◆ Work instructions: Find each line in the material below that contains the string "headland" and copy those lines.

________________

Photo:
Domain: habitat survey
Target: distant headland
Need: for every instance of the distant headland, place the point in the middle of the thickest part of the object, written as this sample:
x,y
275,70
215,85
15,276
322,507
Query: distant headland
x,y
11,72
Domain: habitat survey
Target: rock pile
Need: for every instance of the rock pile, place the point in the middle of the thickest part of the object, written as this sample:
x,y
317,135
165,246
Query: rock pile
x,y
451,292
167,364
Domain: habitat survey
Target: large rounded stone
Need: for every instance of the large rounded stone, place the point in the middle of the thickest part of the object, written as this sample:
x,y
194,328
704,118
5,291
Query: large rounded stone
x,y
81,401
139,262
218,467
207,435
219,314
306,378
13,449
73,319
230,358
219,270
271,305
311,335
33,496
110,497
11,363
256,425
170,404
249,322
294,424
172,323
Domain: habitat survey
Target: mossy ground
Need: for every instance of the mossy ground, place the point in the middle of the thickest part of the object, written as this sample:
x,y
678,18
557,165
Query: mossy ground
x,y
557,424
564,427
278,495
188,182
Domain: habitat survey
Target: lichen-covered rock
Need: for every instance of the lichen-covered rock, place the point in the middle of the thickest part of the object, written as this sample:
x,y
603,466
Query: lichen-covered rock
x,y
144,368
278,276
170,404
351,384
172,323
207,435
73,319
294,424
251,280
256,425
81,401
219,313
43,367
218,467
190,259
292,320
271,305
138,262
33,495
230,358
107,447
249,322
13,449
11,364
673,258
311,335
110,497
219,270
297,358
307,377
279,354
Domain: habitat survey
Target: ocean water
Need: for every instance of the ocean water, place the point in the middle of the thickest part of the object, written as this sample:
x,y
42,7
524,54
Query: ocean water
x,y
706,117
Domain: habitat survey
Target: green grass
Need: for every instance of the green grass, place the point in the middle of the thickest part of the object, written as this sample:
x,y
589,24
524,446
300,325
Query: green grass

________________

◆ Exercise output:
Target: distant headland
Need: for every instance of the distant headland, place the point in the middle of the thickest part of the object, written as this sample:
Query: distant headland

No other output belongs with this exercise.